> _Testo da leggere_

----------

Il pop della crisi

All’insegna del vecchio tormentone dei Righeira No tengo dinero: né per far dischi, né per comprarli, né per permettersi il piacere di un concerto.
In un negozio di dischi

Sarà un’estate depressa per i mercati della musica. All’insegna del vecchio tormentone dei Righeira No tengo dinero: né per far dischi, né per comprarli, né per permettersi il piacere di un concerto. Eppure l’offerta è sempre alta e il mercato della musica procede come se nulla fosse: carrettate di nuovi album, festival, tour altisonanti come quelli recentissimi dei Coldplay e di Springsteen.
Il music-business continua a sembrare quell’eterno banchetto sull’orlo di un abisso già descritto oltre vent’anni fa da Gary Herman nel suo Rock’n’Roll Babylon. Anche se da allora il mondo circostante è radicalmente cambiato: la globalizzazione, il boom tecnologico, l’11 settembre, il tracollo del sistema capitalistico hanno disegnato scenari impensabili all’epoca. Eppure, le star del pop-rock non hanno cambiato di una virgola i loro capricci, le loro nevrosi, le loro compulsioni da successo e le loro ossessioni (prima fra tutte quella di perderlo).

----------

> _Cosa fare_
Nel testo sul pop della crisi, chi ha descritto il music-business come un eterno banchetto sull'orlo di un abisso, e in quale libro? Per rispondere basta il testo, senza altre fonti.

----------

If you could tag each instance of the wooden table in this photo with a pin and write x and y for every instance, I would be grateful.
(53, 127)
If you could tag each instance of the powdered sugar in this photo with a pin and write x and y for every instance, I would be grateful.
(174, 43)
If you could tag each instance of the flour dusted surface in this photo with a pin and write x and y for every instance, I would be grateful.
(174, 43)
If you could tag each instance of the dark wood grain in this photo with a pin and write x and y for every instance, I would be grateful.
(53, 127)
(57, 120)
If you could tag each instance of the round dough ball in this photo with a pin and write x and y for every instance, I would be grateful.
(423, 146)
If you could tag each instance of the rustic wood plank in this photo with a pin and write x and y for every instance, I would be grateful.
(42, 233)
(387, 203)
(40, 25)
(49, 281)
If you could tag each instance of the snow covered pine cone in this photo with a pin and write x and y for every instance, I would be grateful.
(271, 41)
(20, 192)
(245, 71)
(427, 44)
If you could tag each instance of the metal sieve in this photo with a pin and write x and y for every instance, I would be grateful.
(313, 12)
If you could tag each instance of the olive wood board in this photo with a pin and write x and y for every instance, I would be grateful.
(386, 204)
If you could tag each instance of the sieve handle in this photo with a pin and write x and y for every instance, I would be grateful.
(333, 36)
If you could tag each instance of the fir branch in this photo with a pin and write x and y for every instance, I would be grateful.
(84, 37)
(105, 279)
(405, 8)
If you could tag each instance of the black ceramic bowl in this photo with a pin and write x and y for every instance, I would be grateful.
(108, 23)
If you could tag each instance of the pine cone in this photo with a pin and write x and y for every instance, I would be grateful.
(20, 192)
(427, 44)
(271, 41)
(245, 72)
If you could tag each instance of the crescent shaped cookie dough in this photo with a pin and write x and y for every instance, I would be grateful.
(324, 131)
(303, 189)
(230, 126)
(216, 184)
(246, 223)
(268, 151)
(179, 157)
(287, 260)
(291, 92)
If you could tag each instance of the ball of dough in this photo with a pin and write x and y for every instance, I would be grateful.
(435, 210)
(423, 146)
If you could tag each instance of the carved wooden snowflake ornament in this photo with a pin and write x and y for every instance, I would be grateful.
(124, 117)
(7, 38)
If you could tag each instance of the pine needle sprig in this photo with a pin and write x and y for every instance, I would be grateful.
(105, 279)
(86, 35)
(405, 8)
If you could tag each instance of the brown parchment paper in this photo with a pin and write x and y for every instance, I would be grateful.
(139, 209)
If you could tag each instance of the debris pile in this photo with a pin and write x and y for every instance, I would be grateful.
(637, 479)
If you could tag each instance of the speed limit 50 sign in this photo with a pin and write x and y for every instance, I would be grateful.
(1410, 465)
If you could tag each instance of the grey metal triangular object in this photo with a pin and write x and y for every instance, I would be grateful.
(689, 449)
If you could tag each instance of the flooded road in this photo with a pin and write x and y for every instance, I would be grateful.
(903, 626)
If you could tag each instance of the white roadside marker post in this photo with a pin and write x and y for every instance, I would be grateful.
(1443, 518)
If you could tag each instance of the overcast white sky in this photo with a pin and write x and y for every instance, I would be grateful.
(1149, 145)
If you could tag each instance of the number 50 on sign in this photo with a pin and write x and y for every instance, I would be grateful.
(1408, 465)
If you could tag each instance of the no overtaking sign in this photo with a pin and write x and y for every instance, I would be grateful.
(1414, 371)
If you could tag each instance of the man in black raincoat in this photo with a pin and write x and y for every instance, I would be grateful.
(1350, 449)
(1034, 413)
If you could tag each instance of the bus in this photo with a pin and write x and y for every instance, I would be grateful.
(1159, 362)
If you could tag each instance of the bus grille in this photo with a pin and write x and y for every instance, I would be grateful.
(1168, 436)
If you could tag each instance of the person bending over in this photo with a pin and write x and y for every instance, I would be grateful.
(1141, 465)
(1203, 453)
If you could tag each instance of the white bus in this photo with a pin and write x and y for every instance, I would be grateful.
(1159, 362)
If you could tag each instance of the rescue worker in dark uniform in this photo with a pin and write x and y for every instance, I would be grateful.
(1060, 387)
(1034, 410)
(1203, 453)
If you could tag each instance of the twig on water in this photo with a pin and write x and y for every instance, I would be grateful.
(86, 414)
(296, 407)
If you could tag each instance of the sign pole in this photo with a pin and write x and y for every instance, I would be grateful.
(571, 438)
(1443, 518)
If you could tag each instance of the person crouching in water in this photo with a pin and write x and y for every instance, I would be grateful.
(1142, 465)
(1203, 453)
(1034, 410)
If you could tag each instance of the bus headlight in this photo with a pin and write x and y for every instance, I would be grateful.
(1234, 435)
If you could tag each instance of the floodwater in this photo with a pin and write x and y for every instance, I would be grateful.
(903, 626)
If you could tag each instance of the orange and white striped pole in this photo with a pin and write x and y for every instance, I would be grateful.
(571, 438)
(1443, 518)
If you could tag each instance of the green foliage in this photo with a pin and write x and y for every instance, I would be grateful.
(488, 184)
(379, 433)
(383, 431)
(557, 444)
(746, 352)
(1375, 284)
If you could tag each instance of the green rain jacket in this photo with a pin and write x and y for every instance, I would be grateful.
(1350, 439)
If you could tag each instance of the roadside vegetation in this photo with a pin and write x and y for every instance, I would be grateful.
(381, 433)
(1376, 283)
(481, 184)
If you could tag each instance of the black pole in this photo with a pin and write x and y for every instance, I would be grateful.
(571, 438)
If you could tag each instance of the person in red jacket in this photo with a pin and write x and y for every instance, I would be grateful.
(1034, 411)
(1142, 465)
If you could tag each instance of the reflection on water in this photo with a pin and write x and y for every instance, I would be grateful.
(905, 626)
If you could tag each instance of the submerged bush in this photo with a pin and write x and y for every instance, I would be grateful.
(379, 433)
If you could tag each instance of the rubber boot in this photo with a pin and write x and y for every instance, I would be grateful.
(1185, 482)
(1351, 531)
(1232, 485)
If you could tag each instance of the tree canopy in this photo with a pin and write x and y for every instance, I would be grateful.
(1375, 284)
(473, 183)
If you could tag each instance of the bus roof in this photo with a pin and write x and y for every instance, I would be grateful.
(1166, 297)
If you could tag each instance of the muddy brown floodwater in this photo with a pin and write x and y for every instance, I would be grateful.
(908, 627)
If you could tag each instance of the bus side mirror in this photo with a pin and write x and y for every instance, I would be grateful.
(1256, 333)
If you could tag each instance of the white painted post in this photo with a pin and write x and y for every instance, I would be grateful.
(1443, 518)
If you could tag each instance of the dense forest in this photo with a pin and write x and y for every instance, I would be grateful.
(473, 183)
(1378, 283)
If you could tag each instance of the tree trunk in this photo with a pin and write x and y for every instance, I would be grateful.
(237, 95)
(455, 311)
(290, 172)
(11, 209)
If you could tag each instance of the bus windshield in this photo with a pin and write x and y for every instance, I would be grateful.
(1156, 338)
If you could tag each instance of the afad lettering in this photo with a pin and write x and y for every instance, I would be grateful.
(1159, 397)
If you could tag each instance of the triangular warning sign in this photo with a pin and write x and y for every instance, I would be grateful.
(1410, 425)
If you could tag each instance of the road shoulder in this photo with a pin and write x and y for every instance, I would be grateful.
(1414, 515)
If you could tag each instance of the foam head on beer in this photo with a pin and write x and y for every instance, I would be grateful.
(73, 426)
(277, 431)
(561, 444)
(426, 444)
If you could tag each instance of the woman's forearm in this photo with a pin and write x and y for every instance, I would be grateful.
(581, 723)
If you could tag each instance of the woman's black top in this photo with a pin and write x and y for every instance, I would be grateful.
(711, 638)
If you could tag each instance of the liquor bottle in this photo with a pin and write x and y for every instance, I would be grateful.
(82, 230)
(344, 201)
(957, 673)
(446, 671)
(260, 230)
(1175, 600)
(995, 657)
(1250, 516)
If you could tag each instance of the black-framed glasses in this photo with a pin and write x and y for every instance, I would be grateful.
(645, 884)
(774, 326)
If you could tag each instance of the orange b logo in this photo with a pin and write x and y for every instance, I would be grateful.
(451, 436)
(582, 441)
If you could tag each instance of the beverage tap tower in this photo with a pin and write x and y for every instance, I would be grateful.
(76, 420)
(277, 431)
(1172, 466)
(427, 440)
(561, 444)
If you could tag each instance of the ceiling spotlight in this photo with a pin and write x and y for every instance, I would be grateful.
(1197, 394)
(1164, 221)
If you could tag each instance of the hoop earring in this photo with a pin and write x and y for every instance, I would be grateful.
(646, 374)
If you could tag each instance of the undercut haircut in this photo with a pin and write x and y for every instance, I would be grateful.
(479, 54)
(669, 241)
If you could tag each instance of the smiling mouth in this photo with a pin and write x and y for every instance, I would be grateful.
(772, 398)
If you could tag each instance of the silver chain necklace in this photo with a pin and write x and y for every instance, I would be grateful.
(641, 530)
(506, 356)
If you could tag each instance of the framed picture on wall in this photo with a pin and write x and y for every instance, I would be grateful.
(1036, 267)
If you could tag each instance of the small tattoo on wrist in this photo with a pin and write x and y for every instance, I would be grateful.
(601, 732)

----------

> _Risultato_
Gary Herman, nel suo Rock'n'Roll Babylon.